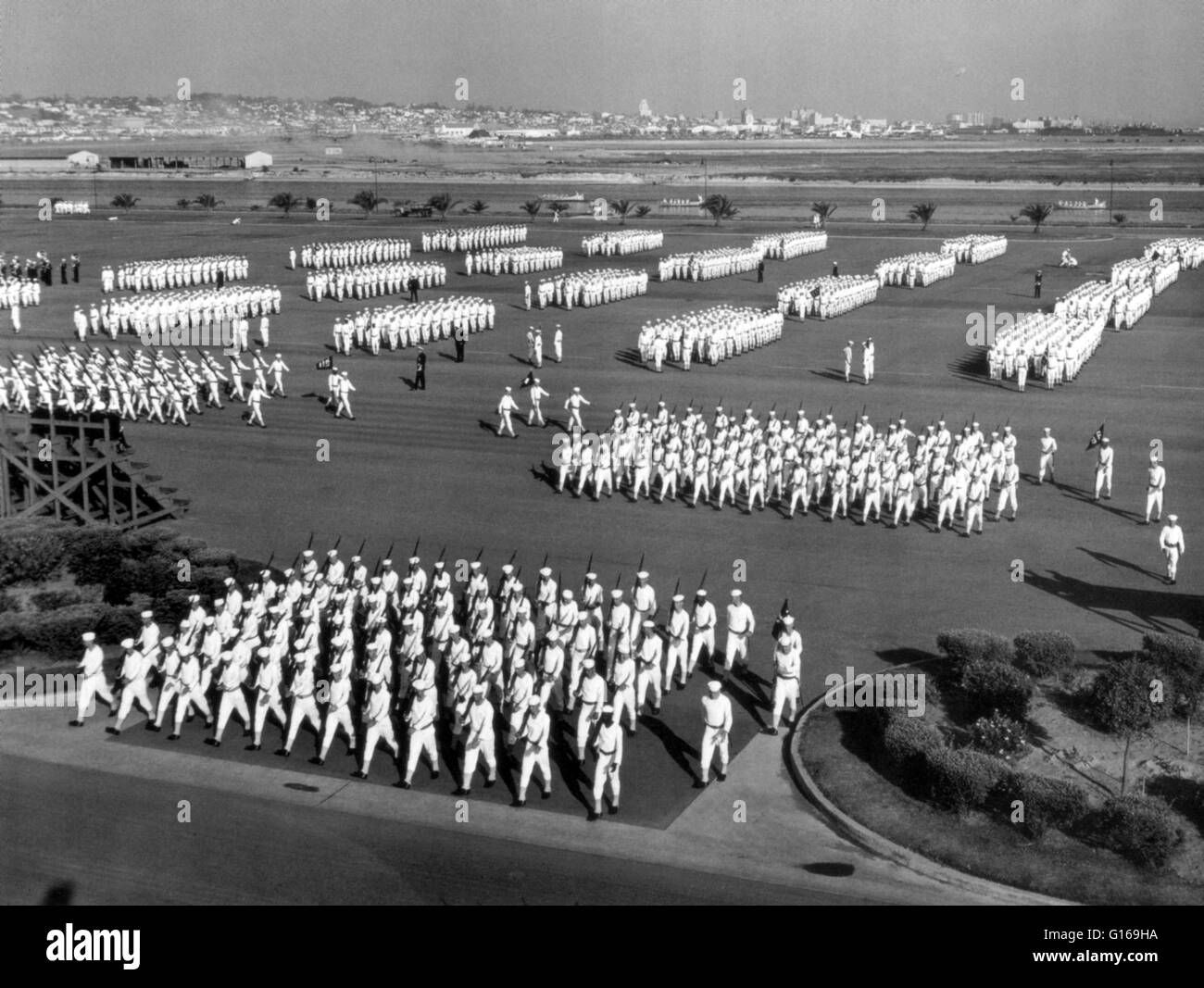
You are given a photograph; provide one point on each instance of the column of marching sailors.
(799, 465)
(496, 666)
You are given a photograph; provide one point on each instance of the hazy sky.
(1102, 59)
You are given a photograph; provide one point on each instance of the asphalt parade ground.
(428, 467)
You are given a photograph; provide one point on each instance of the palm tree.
(366, 200)
(823, 211)
(721, 207)
(285, 201)
(1036, 212)
(923, 212)
(621, 207)
(442, 202)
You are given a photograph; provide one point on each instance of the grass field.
(426, 464)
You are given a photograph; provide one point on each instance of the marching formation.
(915, 269)
(338, 650)
(136, 384)
(347, 253)
(588, 288)
(201, 309)
(975, 248)
(808, 465)
(705, 265)
(413, 325)
(514, 260)
(827, 296)
(709, 334)
(472, 237)
(370, 281)
(783, 247)
(173, 272)
(621, 242)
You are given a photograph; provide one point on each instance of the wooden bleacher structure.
(68, 466)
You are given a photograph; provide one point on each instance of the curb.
(877, 844)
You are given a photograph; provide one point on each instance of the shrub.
(1042, 654)
(992, 686)
(1181, 661)
(999, 735)
(907, 744)
(966, 645)
(31, 551)
(962, 780)
(1047, 802)
(1140, 828)
(94, 553)
(1119, 699)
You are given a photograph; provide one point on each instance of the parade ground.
(425, 466)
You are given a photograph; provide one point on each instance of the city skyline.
(685, 59)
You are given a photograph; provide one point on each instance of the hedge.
(1047, 803)
(1181, 661)
(959, 779)
(991, 686)
(1140, 828)
(1042, 654)
(966, 645)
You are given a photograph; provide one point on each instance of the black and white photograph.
(486, 453)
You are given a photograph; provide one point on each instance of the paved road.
(127, 847)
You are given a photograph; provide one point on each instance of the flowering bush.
(999, 734)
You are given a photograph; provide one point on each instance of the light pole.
(1110, 187)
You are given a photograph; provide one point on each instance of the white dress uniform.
(420, 730)
(1171, 542)
(92, 679)
(741, 626)
(534, 735)
(717, 719)
(608, 746)
(786, 666)
(480, 740)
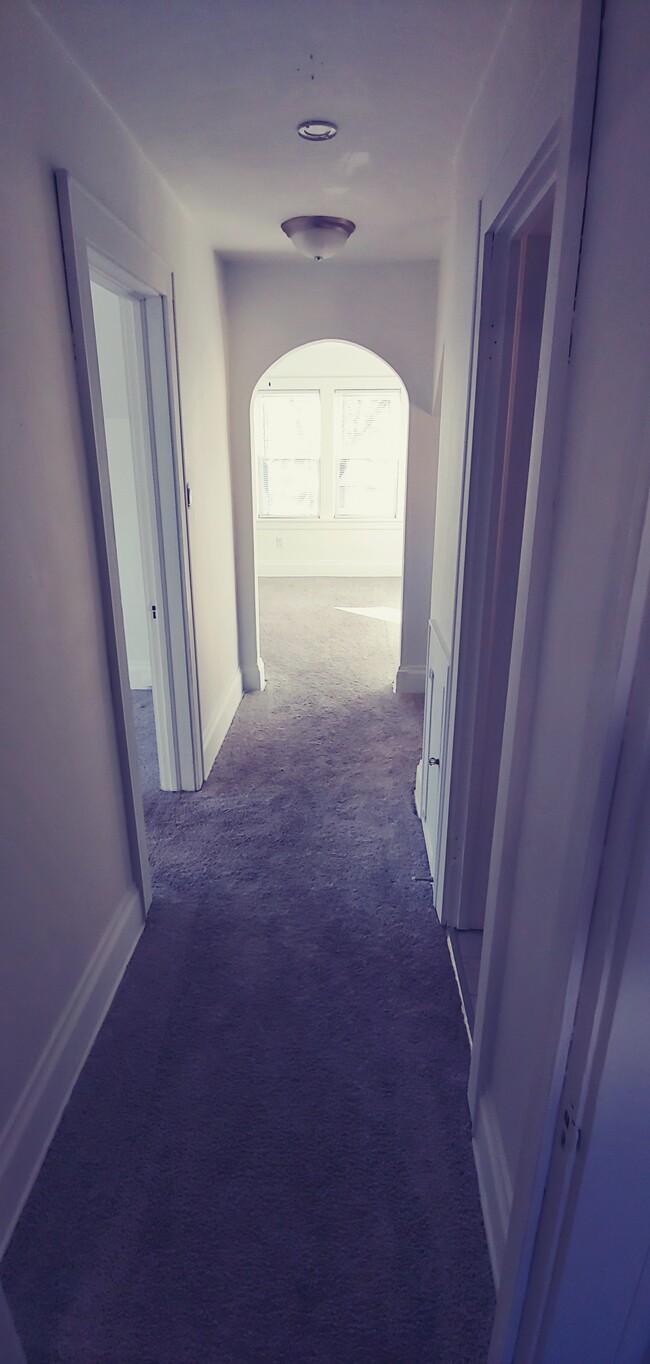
****************
__Short problem__:
Identify every line of the records that contains the word "marching" and copy each one. Case counts.

__Expected answer__:
You are given a photograph; provide one point on each instance of the column of marching sailors.
You are given a photograph; provide one point on each instance of the marching formation.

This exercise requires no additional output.